• Passage
Saturday, August 17, 2013

Blu Ray Review: Spearhead from Space

Doctor Who: Spearhead From Space Blu Ray  (Main Feature: 97 min)
Released by BBC Home Entertainment on August 13, 2013. SRP $29.98 (Blu Ray)
Subtitles: English SDH 4:3/16:9 Mono/Stereo  HD: 1080p

As soon as the word Blu Ray was added to our vernacular, Doctor Who fans immediately wondered how the series would fit into this new format. I have always let Doctor Who lead me into adventures into new home video formats to watch my favorite series. As soon as stories started to come out on VHS, I was collecting like crazy. Unlike the program on PBS, once the VHS line started to really get going these were in episodic format. To me that was the only way to watch it. DVD came out with the first Doctor Who story in that format, The Five Doctors. I bought my first DVD player when it was released in the UK in 2000. Jump forward to 2009, Doctor Who moved away from being made in SD and finally entered the HD arena. The first Blu Ray release for the series was Planet of the Dead. I kitted out my whole home entertainment center to be able to watch the story in HD. I even got into laserdisc! We knew eventually something was going to come out on Blu Ray from the Classic Series, right?
Now, having the classic series on Blu Ray is not as simple as it may appear. As is painfully obvious, the series was made in SD which means Standard Definition. There are a couple of ways to allow these Classic Series stories to appear on Blu Ray: Up Convert the SD video to HD with varied results or put the stories on Blu Ray as SD files but given more capacity to have less artifacts introduced in the compression of the episodes. I have people tell me that this option is not possible as it is not allowed in the official specs of Blu Ray. I do not know where they get that information from and if someone could point me in the direction of those specs, I would be very appreciative. With all of that said, there was one story which was always viable to be put out onto Blu Ray. That is the introductory story of the Jon Pertwee era, Spearhead from Space.

Due to a strike at the BBC, brought on by the Association of Broadcast Staff, Doctor Who was to be made entirely on location and entirely on 16mm film. If you have ever sat through every episode of Doctor Who from the very first episode to Spearhead from Space, you will be able to appreciate what a shock it was in terms of production values. Because Spearhead from Space was shot on film, this has given this story a lot of latitude to be scanned at many different resolutions as technology continues to improve. Though the argument has become how much can be gained out of a 16mm film recording.
I am sure just about anyone buying this release or even reading this article probably has a good idea why this story is special beyond its technical merits. This was the first story to feature a brand new Doctor played by Jon Pertwee, it is the first time a season of Doctor Who is not made to be shown virtually over the entire year but most importantly it is the first story made in color. Color was very new for the BBC. BBC2 was the first channel in Europe to begin regular color broadcasts. This was in 1967. By the end of production of Season 6 of Doctor Who, the production team knew that the series was going to return in color and was hoping that would be one of the selling points to keep Patrick Troughton in the series. That and of course the vast reduction in the amount of episodes made a year.

• Required work
• A. Write out the Spearhead from Space review word for word between "I am sure just" and "made a year.", inclusive.
• B. Extend the Spearhead from Space review past its last sentence.
The material after this is not needed.

(Image-grounded pointing data)

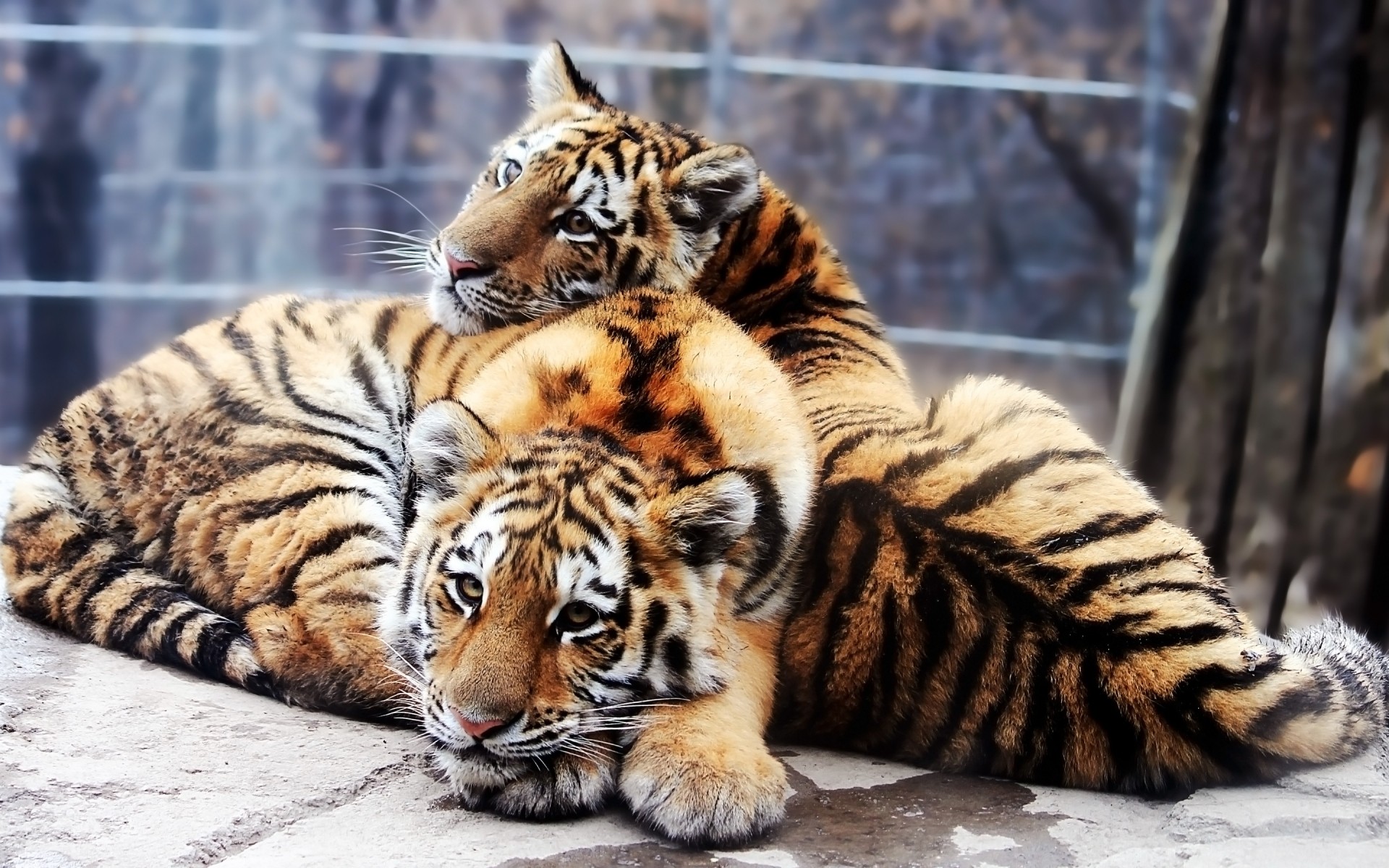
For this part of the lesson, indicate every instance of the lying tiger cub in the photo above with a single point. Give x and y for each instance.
(590, 513)
(608, 514)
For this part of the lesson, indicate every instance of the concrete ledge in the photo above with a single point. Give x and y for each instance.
(106, 760)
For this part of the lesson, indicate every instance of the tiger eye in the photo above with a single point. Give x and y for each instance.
(470, 588)
(575, 617)
(509, 173)
(577, 223)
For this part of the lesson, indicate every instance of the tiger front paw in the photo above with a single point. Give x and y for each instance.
(546, 788)
(700, 791)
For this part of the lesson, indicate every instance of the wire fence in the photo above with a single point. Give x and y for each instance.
(721, 67)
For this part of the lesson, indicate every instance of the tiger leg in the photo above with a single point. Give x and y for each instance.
(64, 571)
(990, 593)
(700, 773)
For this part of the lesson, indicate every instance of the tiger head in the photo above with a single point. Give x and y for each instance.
(555, 584)
(582, 200)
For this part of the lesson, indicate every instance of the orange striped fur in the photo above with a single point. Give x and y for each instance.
(985, 590)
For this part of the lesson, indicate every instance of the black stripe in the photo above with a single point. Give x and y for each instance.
(1097, 575)
(1097, 529)
(1121, 735)
(999, 478)
(284, 595)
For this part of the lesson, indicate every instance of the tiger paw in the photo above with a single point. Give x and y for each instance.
(702, 792)
(551, 788)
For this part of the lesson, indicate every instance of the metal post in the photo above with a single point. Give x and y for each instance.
(720, 67)
(1149, 171)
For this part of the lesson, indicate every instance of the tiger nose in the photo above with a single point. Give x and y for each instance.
(477, 728)
(460, 268)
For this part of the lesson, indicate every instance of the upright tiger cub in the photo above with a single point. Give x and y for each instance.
(985, 590)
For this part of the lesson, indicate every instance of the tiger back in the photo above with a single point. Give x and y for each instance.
(985, 590)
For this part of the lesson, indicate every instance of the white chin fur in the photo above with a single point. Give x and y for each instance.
(449, 314)
(472, 775)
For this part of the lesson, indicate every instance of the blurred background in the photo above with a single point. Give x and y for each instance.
(1168, 214)
(990, 169)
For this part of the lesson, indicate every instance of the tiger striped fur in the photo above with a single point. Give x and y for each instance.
(603, 520)
(237, 502)
(277, 496)
(985, 590)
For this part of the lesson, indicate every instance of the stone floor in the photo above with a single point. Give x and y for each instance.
(106, 760)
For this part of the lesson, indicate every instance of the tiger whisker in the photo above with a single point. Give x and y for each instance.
(413, 239)
(404, 200)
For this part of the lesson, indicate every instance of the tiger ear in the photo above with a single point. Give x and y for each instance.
(714, 187)
(445, 441)
(708, 519)
(553, 78)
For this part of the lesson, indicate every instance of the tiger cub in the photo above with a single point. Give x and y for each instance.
(553, 524)
(608, 513)
(985, 590)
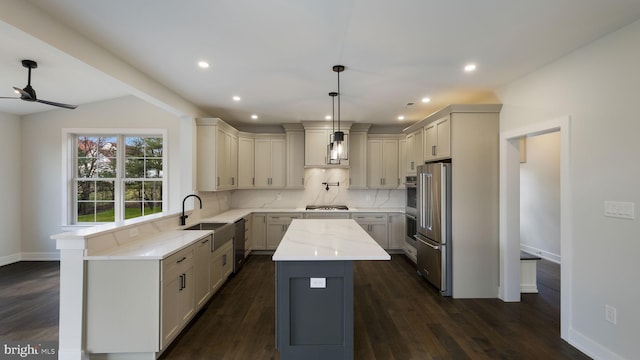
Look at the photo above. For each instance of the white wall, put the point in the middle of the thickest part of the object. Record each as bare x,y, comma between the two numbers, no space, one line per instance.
41,150
10,203
540,197
599,87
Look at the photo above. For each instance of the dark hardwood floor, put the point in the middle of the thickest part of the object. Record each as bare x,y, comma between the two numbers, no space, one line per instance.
29,301
396,316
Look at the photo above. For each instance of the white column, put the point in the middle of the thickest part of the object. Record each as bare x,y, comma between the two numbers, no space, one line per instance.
71,330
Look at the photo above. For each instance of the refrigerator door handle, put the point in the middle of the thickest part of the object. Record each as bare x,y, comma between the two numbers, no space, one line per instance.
434,247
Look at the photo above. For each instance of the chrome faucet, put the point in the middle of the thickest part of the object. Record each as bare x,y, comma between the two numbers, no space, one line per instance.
183,218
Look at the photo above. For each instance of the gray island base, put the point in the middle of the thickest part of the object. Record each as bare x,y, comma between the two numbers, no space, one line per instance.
314,287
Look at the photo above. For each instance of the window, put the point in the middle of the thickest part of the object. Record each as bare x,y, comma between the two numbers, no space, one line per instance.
117,177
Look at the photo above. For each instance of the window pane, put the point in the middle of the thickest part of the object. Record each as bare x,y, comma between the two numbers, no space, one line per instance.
86,212
134,168
153,147
134,146
86,190
105,190
132,209
153,190
133,190
105,211
153,168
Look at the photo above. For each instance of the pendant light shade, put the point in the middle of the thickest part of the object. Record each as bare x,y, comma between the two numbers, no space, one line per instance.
337,149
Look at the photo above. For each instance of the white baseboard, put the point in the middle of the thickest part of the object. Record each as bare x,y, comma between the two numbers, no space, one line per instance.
40,256
590,347
9,259
543,254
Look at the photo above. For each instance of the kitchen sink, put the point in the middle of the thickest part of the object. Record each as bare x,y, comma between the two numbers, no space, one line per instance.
326,207
207,226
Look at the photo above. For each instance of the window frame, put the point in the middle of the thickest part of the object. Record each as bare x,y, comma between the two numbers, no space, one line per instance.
69,176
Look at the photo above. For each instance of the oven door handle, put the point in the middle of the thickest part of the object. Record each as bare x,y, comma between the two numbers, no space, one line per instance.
434,247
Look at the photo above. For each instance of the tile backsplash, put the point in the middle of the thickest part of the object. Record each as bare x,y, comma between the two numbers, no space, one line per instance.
316,194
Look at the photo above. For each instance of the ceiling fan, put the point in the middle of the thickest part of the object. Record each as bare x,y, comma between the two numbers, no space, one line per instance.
29,94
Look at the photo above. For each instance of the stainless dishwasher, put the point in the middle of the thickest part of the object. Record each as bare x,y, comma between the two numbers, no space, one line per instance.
238,245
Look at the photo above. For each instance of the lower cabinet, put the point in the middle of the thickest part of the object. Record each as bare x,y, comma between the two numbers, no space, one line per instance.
178,293
259,231
376,225
277,225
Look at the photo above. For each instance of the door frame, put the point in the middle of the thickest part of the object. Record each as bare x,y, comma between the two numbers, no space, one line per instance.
509,289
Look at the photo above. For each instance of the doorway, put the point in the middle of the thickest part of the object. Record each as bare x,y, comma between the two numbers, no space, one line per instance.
509,289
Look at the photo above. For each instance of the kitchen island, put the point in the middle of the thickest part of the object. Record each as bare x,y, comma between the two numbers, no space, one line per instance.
314,287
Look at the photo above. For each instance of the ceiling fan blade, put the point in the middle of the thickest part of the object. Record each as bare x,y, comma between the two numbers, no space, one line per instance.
25,95
66,106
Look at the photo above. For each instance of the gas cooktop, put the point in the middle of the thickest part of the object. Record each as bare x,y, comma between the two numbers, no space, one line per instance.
327,207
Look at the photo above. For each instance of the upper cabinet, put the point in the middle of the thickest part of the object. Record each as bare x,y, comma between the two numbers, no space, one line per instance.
316,139
217,153
382,162
245,161
295,155
415,151
437,136
269,157
358,156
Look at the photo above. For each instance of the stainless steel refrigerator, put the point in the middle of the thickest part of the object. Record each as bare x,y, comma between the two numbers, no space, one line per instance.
434,224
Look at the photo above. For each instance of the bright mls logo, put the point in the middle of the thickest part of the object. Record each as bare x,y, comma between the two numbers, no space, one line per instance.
29,350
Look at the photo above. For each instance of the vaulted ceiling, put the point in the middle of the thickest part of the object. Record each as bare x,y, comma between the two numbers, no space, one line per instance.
277,55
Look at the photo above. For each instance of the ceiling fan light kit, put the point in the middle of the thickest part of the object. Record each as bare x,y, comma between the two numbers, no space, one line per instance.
336,149
29,93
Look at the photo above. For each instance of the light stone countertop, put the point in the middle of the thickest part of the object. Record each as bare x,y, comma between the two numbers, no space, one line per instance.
327,240
154,247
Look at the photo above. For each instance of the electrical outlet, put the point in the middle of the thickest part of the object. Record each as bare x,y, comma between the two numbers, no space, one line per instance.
624,210
610,314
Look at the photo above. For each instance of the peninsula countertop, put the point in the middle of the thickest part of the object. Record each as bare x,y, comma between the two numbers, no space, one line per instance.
328,240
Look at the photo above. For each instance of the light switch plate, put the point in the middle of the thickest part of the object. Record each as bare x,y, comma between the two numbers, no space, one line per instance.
624,210
317,283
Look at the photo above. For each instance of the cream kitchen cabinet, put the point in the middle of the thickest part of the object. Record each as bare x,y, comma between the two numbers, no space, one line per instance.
217,155
438,139
203,264
246,153
415,151
396,231
295,155
270,158
178,293
375,224
358,156
382,163
222,265
277,225
259,231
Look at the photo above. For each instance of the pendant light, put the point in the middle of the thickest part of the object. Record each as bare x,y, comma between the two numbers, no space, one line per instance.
337,147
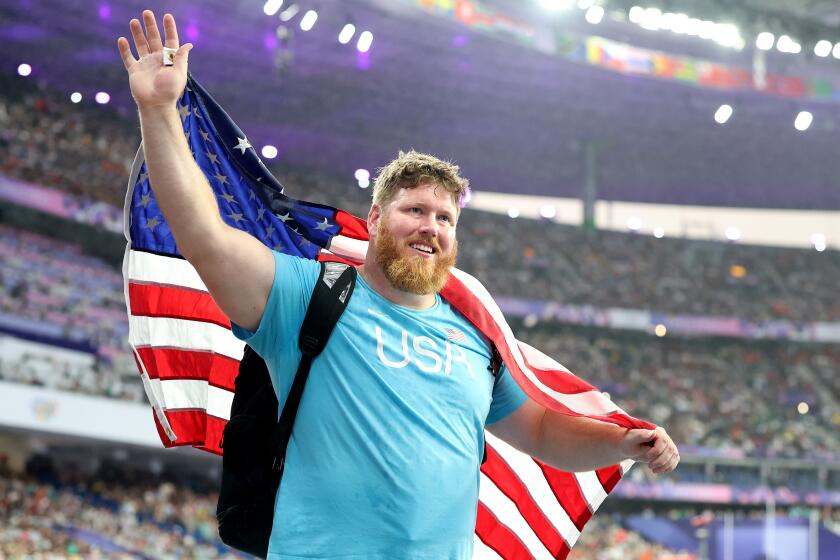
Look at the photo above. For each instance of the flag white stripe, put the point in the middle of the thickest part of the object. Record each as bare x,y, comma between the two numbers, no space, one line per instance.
347,247
157,269
591,488
505,511
190,335
590,403
194,394
483,552
534,480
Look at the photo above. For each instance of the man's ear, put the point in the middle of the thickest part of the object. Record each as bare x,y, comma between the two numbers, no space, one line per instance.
374,214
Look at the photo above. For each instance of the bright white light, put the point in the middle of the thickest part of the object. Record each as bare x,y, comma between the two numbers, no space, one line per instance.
693,26
271,6
651,18
823,48
308,20
818,240
595,14
362,175
765,40
347,33
365,40
733,233
269,151
803,121
723,113
289,12
555,5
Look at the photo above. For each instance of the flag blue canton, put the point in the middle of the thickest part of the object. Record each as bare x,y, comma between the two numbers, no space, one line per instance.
250,198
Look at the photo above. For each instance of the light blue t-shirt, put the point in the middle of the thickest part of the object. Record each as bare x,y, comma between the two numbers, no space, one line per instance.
384,458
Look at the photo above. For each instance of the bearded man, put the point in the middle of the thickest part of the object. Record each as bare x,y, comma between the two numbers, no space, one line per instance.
384,458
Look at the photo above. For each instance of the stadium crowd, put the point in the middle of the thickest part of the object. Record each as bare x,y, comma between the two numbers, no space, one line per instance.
85,151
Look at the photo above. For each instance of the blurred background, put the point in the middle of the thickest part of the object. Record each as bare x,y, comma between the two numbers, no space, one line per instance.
656,205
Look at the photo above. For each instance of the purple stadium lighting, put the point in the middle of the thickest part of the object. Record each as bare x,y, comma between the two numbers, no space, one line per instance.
365,40
269,152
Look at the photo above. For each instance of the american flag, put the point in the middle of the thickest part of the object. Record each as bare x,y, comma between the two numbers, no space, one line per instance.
188,357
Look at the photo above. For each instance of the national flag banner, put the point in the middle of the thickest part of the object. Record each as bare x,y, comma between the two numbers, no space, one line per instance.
188,357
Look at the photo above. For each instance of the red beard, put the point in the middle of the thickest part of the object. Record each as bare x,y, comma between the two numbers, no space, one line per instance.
412,274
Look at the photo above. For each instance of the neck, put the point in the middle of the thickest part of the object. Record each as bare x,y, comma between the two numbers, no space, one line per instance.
376,279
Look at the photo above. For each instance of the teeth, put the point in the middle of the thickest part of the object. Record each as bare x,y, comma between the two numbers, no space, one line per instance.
424,248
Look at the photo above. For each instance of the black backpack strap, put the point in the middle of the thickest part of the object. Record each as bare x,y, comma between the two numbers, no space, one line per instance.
495,367
330,296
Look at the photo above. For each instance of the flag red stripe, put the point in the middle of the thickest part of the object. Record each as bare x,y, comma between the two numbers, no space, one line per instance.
498,537
174,363
568,494
509,483
351,226
150,300
609,477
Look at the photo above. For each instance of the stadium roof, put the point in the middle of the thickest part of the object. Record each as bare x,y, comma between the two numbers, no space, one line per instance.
515,119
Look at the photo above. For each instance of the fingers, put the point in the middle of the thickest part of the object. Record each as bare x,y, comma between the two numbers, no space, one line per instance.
140,43
170,32
125,52
152,33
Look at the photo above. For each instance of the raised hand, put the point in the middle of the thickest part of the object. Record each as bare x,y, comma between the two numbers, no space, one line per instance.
153,84
653,447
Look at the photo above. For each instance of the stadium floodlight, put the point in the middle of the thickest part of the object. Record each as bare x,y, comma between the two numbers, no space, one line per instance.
269,152
732,233
308,20
289,12
818,241
271,7
362,175
595,14
347,33
365,40
823,48
723,113
651,19
636,14
555,5
765,41
803,121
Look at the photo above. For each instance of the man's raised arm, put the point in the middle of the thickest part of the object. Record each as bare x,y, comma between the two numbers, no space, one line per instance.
237,269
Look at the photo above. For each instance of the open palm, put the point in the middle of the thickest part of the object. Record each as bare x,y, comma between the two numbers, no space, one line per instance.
152,83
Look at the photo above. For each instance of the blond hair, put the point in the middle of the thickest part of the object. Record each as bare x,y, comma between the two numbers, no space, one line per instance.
411,169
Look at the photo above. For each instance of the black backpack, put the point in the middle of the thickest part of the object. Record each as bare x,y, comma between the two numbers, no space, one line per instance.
254,443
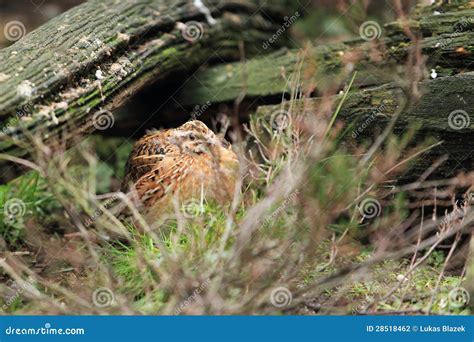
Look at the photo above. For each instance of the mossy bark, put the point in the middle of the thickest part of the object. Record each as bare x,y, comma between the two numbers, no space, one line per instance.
448,46
97,54
369,110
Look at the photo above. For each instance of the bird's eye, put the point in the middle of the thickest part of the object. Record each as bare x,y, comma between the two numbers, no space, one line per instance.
225,143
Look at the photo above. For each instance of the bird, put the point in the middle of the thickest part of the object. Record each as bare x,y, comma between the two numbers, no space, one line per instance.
181,164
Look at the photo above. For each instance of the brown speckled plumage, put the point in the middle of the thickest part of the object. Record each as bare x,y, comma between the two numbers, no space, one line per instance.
182,163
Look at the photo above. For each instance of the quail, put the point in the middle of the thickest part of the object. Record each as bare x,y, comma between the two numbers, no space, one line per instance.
182,164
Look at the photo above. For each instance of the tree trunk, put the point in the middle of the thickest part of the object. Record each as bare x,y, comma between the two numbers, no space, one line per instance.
57,81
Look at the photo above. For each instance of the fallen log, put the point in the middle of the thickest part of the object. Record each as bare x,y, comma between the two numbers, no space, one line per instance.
60,81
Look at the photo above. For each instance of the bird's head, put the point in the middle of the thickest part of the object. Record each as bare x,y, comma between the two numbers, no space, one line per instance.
194,137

• Answers per task
• A.
I am sure just about anyone buying this release or even reading this article probably has a good idea why this story is special beyond its technical merits. This was the first story to feature a brand new Doctor played by Jon Pertwee, it is the first time a season of Doctor Who is not made to be shown virtually over the entire year but most importantly it is the first story made in color. Color was very new for the BBC. BBC2 was the first channel in Europe to begin regular color broadcasts. This was in 1967. By the end of production of Season 6 of Doctor Who, the production team knew that the series was going to return in color and was hoping that would be one of the selling points to keep Patrick Troughton in the series. That and of course the vast reduction in the amount of episodes made a year.

• B.
If you are a keen science fiction fan, you may recognize the opening to Spearhead from Space is similar to the opening of Quatermass II. The story begins with meteors landing on Earth but with a distinct purpose. They are intelligently controlled. Just as another round of meteorites are landing, the Doctor’s TARDIS lands revealing the new incarnation of the Doctor still wearing his predecessor’s clothing. This story is roughly linked to the previous story The War Games in the sense of the whole reason why the Doctor’s appearance change and why he has been exiled to Earth. Thankfully it is loose and only serves the purpose of continuity.
Right from the start the story serves almost as a pilot for things to come. At least for this season, gone are the alien planets. Since the Doctor can’t leave Earth, the monsters and threats need to come to Earth. Former Script Editor Terrance Dicks mentions elsewhere that writer Malcolm Hulke explains that this new format change allows for about 3 story options. I disagree but I am biased as I love this format. We get re-introduced to the UNIT organization which we last seen in The Invasion. UNIT is really impressive in Season 7. It feels like a big organization with Brigadier Lethbridge-Stewart commanding a lot of people. There is a great scene where he is driven up to the hospital and driver opens the door for him. It shows he was one important dude! In later stories, as early on as Terror of the Autons even, it feels like there are only four people who work for him and they all travel together in a hatchback or something.

We also meet Liz Shaw. Zoe had been considered an almost equal to Troughton’s Doctor just because she was a genius level girl who was very logical but Liz Shaw really was an adult woman. She had an air of sophistication and glamour that had really never been seen on Doctor Who before this story. This story in particular she has also has a sort of severe look to her. Her hair is up and Liz herself is kind of uptight as she is “commandeered” to join UNIT.
This story introduces one of the neatest Doctor Who villains of all-time. The Autons. Even the name is a cool 1970s terms. They were regarded high enough to be the villains of the re-launch of the series in 2005. One of the reasons why I liked them so much is that they could run after you. Most of the previous monsters in the series kind of stop and roared then lumbered after a character. Often the character would have to slow down to allow the monster to catch up. In this, the Autons would run after you. Look at the escape of Ransome in Episode Three of this story. It actually is scary. The Auton is running after him. It is very effective.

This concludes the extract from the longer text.